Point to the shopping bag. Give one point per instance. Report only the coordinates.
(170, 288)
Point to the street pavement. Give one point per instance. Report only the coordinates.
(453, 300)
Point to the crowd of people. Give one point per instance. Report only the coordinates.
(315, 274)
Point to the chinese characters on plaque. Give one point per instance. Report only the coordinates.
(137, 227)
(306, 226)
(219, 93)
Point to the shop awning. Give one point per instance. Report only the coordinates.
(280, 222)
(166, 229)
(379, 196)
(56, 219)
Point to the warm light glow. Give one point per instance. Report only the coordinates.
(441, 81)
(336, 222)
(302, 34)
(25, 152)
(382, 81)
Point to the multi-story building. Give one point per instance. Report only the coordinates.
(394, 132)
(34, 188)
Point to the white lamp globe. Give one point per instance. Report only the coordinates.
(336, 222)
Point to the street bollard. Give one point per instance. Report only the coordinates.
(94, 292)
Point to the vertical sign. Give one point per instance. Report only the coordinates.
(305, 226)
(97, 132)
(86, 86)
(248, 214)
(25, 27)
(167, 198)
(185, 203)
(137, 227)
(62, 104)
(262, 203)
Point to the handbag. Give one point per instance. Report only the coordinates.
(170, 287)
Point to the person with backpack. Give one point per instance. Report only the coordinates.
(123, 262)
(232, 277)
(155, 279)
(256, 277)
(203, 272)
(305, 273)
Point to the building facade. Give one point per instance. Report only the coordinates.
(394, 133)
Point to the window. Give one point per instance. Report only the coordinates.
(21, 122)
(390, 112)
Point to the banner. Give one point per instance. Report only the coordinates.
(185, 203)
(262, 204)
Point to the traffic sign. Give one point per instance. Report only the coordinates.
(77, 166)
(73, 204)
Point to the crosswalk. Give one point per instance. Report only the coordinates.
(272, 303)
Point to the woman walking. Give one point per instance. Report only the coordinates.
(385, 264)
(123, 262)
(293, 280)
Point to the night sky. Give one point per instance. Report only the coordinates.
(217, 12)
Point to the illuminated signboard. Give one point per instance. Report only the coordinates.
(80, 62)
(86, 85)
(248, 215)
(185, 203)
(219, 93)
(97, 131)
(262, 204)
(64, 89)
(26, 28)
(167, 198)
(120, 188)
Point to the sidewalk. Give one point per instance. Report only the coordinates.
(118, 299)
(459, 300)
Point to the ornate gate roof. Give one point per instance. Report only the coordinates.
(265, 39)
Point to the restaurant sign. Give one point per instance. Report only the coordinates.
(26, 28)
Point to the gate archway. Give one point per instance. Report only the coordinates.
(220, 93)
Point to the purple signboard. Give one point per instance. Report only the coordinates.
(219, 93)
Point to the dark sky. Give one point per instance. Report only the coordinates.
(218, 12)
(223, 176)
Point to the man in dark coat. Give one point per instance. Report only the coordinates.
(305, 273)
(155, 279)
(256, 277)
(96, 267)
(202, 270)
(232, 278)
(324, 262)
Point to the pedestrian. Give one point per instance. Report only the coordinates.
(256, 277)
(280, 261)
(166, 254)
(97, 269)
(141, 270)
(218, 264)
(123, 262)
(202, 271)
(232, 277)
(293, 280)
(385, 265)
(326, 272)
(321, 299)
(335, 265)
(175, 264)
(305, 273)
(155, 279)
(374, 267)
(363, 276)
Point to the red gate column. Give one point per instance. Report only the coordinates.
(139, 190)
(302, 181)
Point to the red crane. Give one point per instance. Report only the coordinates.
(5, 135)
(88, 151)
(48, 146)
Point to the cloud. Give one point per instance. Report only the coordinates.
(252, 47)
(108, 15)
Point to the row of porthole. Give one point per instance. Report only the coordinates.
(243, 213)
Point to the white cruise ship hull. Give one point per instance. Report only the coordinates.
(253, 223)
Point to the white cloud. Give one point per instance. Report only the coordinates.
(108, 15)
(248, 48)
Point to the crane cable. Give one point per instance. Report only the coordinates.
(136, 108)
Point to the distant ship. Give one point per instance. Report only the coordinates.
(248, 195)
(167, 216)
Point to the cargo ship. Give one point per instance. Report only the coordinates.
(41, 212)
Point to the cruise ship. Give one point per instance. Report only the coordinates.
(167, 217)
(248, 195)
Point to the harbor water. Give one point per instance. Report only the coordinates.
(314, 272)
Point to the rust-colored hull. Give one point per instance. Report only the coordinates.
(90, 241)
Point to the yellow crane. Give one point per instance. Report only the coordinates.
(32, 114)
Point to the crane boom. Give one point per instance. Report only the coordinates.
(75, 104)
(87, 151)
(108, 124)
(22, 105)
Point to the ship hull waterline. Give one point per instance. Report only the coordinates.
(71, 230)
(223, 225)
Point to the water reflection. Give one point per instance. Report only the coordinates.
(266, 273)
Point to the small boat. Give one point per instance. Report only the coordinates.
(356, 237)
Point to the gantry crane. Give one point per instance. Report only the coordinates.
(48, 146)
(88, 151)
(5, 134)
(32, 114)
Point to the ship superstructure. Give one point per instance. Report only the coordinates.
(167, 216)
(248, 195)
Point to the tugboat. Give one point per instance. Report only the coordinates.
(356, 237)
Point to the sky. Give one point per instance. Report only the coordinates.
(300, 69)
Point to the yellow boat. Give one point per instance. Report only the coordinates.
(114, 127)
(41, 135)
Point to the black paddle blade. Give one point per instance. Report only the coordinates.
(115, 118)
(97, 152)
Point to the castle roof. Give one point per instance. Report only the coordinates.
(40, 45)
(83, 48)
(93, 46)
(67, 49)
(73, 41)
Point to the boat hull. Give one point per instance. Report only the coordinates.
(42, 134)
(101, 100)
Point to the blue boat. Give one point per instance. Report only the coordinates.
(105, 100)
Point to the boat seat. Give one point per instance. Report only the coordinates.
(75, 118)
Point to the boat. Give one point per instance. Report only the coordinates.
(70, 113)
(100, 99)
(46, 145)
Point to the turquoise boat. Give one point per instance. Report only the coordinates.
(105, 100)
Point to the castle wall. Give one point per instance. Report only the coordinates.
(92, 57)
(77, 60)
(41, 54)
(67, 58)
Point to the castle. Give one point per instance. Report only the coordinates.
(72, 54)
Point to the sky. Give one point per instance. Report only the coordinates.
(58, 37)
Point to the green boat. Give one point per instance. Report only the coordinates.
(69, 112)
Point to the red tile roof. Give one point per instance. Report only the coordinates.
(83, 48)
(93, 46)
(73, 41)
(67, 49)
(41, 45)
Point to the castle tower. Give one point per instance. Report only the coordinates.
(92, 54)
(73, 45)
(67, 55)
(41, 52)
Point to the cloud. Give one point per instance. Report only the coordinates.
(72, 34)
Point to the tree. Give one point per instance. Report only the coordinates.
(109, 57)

----

• Activity:
Whatever appears in the material must be set down again, word for word.

• Result of this task:
Point to the shopping bag. Give one point per instance. Report only the coordinates.
(170, 288)
Point to the street pavement. Give one point per instance. Report only the coordinates.
(453, 300)
Point to the crowd of people. Give one point per instance. Report only the coordinates.
(315, 274)
Point to the chinese characters on plaque. Give one point per instance. Report only the coordinates.
(137, 227)
(306, 226)
(219, 93)
Point to the shop awning. Give one point per instance. Report only the coordinates.
(280, 222)
(166, 229)
(379, 196)
(56, 219)
Point to the warm light glow. Give one point per instance. Report only the coordinates.
(441, 81)
(336, 222)
(302, 34)
(25, 152)
(382, 81)
Point to the multi-story building. Give one point per instance. Report only the coordinates.
(394, 132)
(34, 188)
Point to the white lamp globe. Give one point per instance. Report only the coordinates.
(336, 222)
Point to the street bollard. Give one point per instance. Report only the coordinates.
(94, 292)
Point to the vertical sign. Give one point per instance. Report only the coordinates.
(305, 226)
(97, 132)
(86, 86)
(248, 214)
(25, 27)
(167, 198)
(185, 203)
(137, 227)
(62, 104)
(262, 203)
Point to the handbag. Give one point per instance. Report only the coordinates.
(170, 287)
Point to the person with backpack. Give one point per instance. Report only the coordinates.
(123, 262)
(232, 277)
(155, 279)
(256, 277)
(203, 272)
(305, 273)
Point to the building facade. Give one point per instance. Report only the coordinates.
(394, 133)
Point to the window. Give one point per instance. Report only the coordinates.
(21, 122)
(390, 112)
Point to the banner. Give one point per instance. Report only the coordinates.
(185, 203)
(262, 204)
Point to the traffic sign. Give one point per instance. Report only the coordinates.
(77, 166)
(73, 204)
Point to the crosswalk. Give one point per instance. Report only the coordinates.
(272, 303)
Point to the woman walking. Give one point per instance. Report only the coordinates.
(385, 264)
(123, 262)
(293, 280)
Point to the night sky. Give one point per instance. Report only the coordinates.
(217, 12)
Point to the illuminated signboard. Give one point per instance. Report only the coordinates.
(80, 62)
(86, 85)
(248, 215)
(185, 203)
(219, 93)
(97, 131)
(262, 204)
(64, 89)
(26, 28)
(167, 198)
(120, 188)
Point to the sidewalk. Give one point per instance. Report only the coordinates.
(118, 299)
(459, 300)
Point to the ornate gate roof. Give one point per instance. Report only the coordinates.
(265, 39)
Point to the restaurant sign. Give one point per instance. Report only the coordinates.
(26, 28)
Point to the gate archway. Give one point per instance. Report only the coordinates.
(220, 93)
Point to the purple signboard. Give one point per instance. Report only the coordinates.
(219, 93)
Point to the dark sky. Give one point per instance. Report only the coordinates.
(218, 12)
(223, 176)
Point to the man in dark coat. Give one point per instance. Report only the coordinates.
(305, 273)
(155, 279)
(256, 277)
(96, 267)
(202, 270)
(232, 278)
(324, 262)
Point to the pedestrian. Give one point per instance. Report only the coordinates.
(256, 277)
(280, 261)
(166, 254)
(97, 269)
(141, 270)
(218, 264)
(123, 262)
(202, 271)
(232, 277)
(293, 280)
(385, 265)
(326, 272)
(321, 299)
(335, 265)
(175, 264)
(305, 273)
(155, 279)
(374, 267)
(363, 276)
Point to the red gate column. Give one point per instance. Report only the coordinates.
(139, 190)
(302, 181)
Point to the red crane. Give one point per instance. Report only the coordinates.
(5, 135)
(88, 151)
(48, 146)
Point to the cloud. Give one point per instance. Report only the coordinates.
(252, 47)
(108, 15)
Point to the row of porthole. Give one point per instance. Report only the coordinates.
(243, 213)
Point to the white cruise ship hull. Give one point per instance. Report only the coordinates.
(253, 223)
Point to the white cloud. Give one point per instance. Report only the coordinates.
(108, 15)
(248, 48)
Point to the crane cable. Give one point per instance. Report only the coordinates.
(136, 108)
Point to the distant ship. Give one point per instance. Report only the coordinates.
(248, 195)
(167, 216)
Point to the cargo ship. Give one point per instance. Report only the coordinates.
(41, 212)
Point to the cruise ship. Give one point per instance. Report only the coordinates.
(167, 217)
(248, 195)
Point to the harbor water. Give one point per instance. Report only the coordinates.
(314, 272)
Point to the rust-colored hull. Give one point per instance. Report only the coordinates.
(90, 241)
Point to the yellow crane. Give one point per instance. Report only the coordinates.
(32, 114)
Point to the crane boom. Give one point per instance. Report only the coordinates.
(75, 104)
(87, 151)
(108, 124)
(22, 105)
Point to the ship hull waterline. Give one point per instance. Report only the coordinates.
(71, 230)
(223, 225)
Point to the water reflection. Give one point per instance. Report only the coordinates.
(266, 273)
Point to the small boat. Give one point per instance. Report only the coordinates.
(356, 237)
Point to the gantry crane. Give one point per instance. Report only the coordinates.
(48, 146)
(88, 151)
(5, 134)
(32, 114)
Point to the ship superstructure. Give one point per instance. Report only the coordinates.
(167, 216)
(248, 195)
Point to the tugboat. Give one point per instance. Report only the coordinates.
(356, 237)
Point to the sky. Give one point per instance. Report only the coordinates.
(300, 69)
Point to the yellow boat. Give one point per instance. Report only the coordinates.
(114, 127)
(41, 135)
Point to the black paddle blade. Give one point per instance. Report only the coordinates.
(115, 118)
(97, 152)
Point to the castle roof. Give one point per instance. Report only the coordinates.
(40, 45)
(83, 48)
(93, 46)
(67, 49)
(73, 41)
Point to the boat hull. Give one point per instance. Report only the coordinates.
(42, 134)
(101, 100)
Point to the blue boat. Give one point per instance. Report only the coordinates.
(105, 100)
Point to the boat seat. Give one point per instance. Report only the coordinates.
(75, 118)
Point to the boat. Give one point per instance. Report only the coordinates.
(70, 113)
(100, 99)
(46, 145)
Point to the turquoise boat. Give one point per instance. Report only the coordinates.
(105, 100)
Point to the castle wall. Give one point per instance. Report only the coordinates.
(92, 57)
(77, 60)
(41, 54)
(67, 58)
Point to the castle. Give one point per instance. Report only the coordinates.
(72, 54)
Point to the sky. Give one point per instance. Report only the coordinates.
(58, 37)
Point to the green boat. Give one point per instance. Report only the coordinates.
(69, 112)
Point to the red tile roof. Give one point per instance. Report only the coordinates.
(83, 48)
(93, 46)
(73, 41)
(67, 49)
(41, 45)
Point to the castle tower. Give one point per instance. Report only the coordinates.
(92, 54)
(73, 45)
(67, 55)
(41, 52)
Point to the cloud. Give one point per instance. Report only the coordinates.
(72, 34)
Point to the tree. Give one point per instance. Report only the coordinates.
(109, 57)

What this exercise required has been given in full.